## [PROVIDED PASSAGE]
====
Apparently, only the voices of rural voters in Missouri, which has two major cities in St. Louis and Kansas City, actually count. (A third of rural voters said yes to the initiative, by the way.) It’s a cruel, racist, and flatly fascist stance to take, especially when you look at the barbaric terms of Missouri’s current Medicaid program:
Missouri’s Medicaid program does not currently cover most adults without children. Only the disabled, children and parents with incomes under 18% of federal poverty level — less than $5,800 a year for a family of four — are eligible. It is one of the lowest eligibility thresholds in the nation. The expansion will allow adults earning up to 138% of the federal poverty level to be covered.
Just astonishingly awful.
Horror Shows
Amazon: Today marks the 110th anniversary of the Triangle Shirtwaist fire, one of the grisliest tragedies of the late 1800s and a seminal moment in labor history. Predicting the table of contents in future history books is always dicey, but it feels safe to say that the Amazon unionization drive in Bessemer, Alabama, which ends early next week, has a shot at being another huge moment in labor history.
Amazon is doing whatever it can to stop unionization (read this latest report), fearing that it could spur other campaigns and force it to recognize the humanity of warehouse employees. It’s obviously getting desperate because the company’s normally disciplined PR department is making silly mistakes and how should I say this, really shitting the bed. Or, pissing the bottle, if you will:
This went wildly viral last night, leading to nearly 24 hours of jokes and, thanks to intrepid reporter Ken Klippenstein at The Intercept, confirmation that overworked Amazon employees at their warehouses really are often forced to pee in bottles to keep up with the impossible demands of supervisors. It’s a gnarly story, but one that is essential reading to understand just how awful things have gotten for millions of workers.
Rush Limbaugh: After Florida Gov. Ron DeSantis ordered flags lowered to half-mast to honor the late demon king of hate speech radio and Wisconsin Republicans passed a resolution to recognize the vile right-wing AM dial terrorist, Republicans in Missouri today pushed forward a bill to create an actual Rush Limbaugh Day. They truly set the standards for sociopathic legislating today, didn’t they?
====
## [SUPPLIED RECORDS]
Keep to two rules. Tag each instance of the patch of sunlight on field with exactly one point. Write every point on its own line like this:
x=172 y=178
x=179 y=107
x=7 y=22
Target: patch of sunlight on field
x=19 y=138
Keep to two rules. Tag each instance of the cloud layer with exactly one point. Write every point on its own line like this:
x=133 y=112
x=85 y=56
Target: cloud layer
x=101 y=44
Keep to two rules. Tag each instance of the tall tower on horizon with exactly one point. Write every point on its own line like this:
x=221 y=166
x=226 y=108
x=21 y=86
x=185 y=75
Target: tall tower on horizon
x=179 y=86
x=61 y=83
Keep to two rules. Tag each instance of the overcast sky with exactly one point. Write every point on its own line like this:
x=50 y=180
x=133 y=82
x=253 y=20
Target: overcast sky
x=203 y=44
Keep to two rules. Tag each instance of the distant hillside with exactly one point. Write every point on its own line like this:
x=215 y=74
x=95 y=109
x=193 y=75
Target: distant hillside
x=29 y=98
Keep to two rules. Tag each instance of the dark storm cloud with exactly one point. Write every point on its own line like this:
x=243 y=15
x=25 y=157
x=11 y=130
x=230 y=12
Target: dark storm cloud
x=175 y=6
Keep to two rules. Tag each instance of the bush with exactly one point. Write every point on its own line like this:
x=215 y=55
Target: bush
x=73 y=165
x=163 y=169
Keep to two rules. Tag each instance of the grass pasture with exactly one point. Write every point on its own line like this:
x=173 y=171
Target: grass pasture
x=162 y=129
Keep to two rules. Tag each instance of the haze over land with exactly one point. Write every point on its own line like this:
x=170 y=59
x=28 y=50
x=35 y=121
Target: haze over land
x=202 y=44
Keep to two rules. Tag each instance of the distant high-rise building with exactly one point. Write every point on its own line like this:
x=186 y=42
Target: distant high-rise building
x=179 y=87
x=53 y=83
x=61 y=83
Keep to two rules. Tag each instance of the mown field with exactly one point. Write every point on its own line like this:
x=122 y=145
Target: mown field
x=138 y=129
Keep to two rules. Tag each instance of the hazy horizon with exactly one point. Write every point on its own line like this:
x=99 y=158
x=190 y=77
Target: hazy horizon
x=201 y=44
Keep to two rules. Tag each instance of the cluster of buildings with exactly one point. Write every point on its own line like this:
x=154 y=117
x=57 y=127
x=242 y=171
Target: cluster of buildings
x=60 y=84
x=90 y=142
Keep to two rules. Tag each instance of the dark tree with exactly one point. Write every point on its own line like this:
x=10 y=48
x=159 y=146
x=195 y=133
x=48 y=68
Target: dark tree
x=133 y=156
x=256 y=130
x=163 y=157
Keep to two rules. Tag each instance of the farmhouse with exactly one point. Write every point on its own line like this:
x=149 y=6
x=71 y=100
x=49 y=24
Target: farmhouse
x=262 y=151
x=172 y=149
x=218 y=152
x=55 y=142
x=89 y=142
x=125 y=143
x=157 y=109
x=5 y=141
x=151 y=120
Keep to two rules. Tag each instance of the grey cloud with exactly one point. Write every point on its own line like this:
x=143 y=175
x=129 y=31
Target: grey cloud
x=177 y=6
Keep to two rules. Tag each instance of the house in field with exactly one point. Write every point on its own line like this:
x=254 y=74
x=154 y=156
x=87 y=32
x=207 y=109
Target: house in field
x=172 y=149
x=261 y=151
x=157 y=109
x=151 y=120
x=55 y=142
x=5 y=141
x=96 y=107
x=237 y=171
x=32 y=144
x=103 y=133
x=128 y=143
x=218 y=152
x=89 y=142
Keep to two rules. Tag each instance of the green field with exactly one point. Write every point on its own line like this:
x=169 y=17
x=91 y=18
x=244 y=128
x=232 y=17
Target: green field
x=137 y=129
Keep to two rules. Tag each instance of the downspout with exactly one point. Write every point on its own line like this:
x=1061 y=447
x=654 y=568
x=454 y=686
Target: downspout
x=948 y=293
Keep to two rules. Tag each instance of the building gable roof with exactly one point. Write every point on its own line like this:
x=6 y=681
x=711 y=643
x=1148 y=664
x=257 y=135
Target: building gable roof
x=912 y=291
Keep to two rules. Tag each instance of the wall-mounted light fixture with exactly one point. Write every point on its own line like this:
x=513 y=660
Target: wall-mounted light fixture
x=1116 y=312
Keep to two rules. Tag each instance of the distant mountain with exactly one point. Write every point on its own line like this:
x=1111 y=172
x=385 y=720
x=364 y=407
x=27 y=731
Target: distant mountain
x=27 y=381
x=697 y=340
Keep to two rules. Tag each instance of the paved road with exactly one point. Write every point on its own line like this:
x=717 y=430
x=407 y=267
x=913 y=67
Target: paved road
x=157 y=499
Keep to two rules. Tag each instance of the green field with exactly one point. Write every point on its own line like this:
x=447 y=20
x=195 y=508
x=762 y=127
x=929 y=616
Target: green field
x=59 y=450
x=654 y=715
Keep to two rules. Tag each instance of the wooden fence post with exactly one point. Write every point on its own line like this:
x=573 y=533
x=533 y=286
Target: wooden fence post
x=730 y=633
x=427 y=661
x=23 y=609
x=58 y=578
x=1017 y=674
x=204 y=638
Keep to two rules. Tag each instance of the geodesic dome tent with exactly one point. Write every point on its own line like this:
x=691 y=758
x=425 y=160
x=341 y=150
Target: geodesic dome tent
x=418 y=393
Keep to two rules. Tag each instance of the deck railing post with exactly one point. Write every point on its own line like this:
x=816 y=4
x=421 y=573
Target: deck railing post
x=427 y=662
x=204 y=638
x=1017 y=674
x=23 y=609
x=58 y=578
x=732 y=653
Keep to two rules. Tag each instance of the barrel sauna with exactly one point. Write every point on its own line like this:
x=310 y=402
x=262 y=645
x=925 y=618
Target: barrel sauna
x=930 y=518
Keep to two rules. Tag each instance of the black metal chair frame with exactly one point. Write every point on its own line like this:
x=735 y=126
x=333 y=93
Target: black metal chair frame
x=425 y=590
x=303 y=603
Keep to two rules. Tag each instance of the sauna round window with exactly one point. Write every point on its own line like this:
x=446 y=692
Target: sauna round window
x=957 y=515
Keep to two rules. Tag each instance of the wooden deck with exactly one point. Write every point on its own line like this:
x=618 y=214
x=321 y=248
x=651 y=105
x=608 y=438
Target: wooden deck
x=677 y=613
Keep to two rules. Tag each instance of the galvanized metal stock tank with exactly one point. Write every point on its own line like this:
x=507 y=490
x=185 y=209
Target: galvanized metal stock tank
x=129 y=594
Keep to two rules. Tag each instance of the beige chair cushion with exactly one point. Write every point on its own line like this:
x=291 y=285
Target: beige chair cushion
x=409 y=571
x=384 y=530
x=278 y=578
====
Answer the following from the provided passage.
1. Up to what percentage of the federal poverty level will the Medicaid expansion allow adults to be covered?
2. In what city is the Amazon unionization drive taking place?
3. What did Republicans in Missouri push forward a bill to create?

## [PROBLEM SOLUTION]
1. Up to 138% of the federal poverty level.
2. Bessemer, Alabama.
3. A Rush Limbaugh Day.